# SHORT EXERCISE 1
Reproduce word for word every row that follows the patch notes, leaving out the pictures.

# DOCUMENT SECTION
▽
Added support for reading thread-local storage variables, as defined using the __thread modifier.

To make this work this patch extends LLDB to:

- Explicitly track the link_map address for each module. This is effectively the module handle, not sure why it wasn't already being stored off anywhere. As an extension later, it would be nice if someone were to add support for printing this as part of the modules list.

- Allow reading the per-thread data pointer via ptrace. I have added support for Linux here. I'll be happy to add support for FreeBSD once this is reviewed. OS X does not appear to have __thread variables, so maybe we don't need it there. Windows support should eventually be workable along the same lines.

- Make DWARF expressions track which module they originated from.

- Add support for the DW_OP_GNU_push_tls_address DWARF opcode, as generated by gcc and recent versions of clang. Earlier versions of clang (such as 3.2, which is default on Ubuntu right now) do not generate TLS debug info correctly so can not be supported here.
△
# EXTRACTED RECORDS
▽
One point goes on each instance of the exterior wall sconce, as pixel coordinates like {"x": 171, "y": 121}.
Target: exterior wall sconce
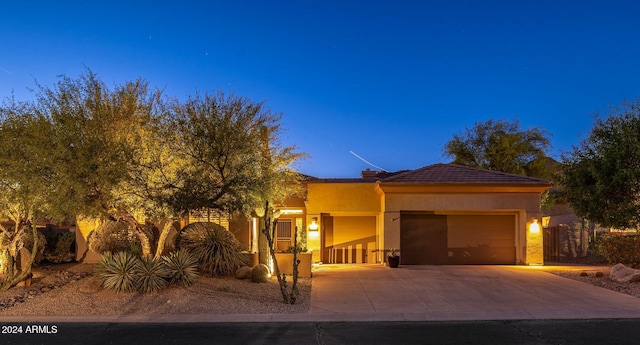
{"x": 313, "y": 228}
{"x": 534, "y": 228}
{"x": 314, "y": 224}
△
# SHORT EXERCISE 2
Rewrite the patch notes from "- Allow reading" to "they originated from.", changing "FreeBSD" to "NetBSD".

# CORRECT RESPONSE 1
One point goes on each instance of the exterior wall sconce, as pixel coordinates like {"x": 171, "y": 121}.
Target: exterior wall sconce
{"x": 313, "y": 228}
{"x": 534, "y": 228}
{"x": 314, "y": 224}

# CORRECT RESPONSE 2
- Allow reading the per-thread data pointer via ptrace. I have added support for Linux here. I'll be happy to add support for NetBSD once this is reviewed. OS X does not appear to have __thread variables, so maybe we don't need it there. Windows support should eventually be workable along the same lines.

- Make DWARF expressions track which module they originated from.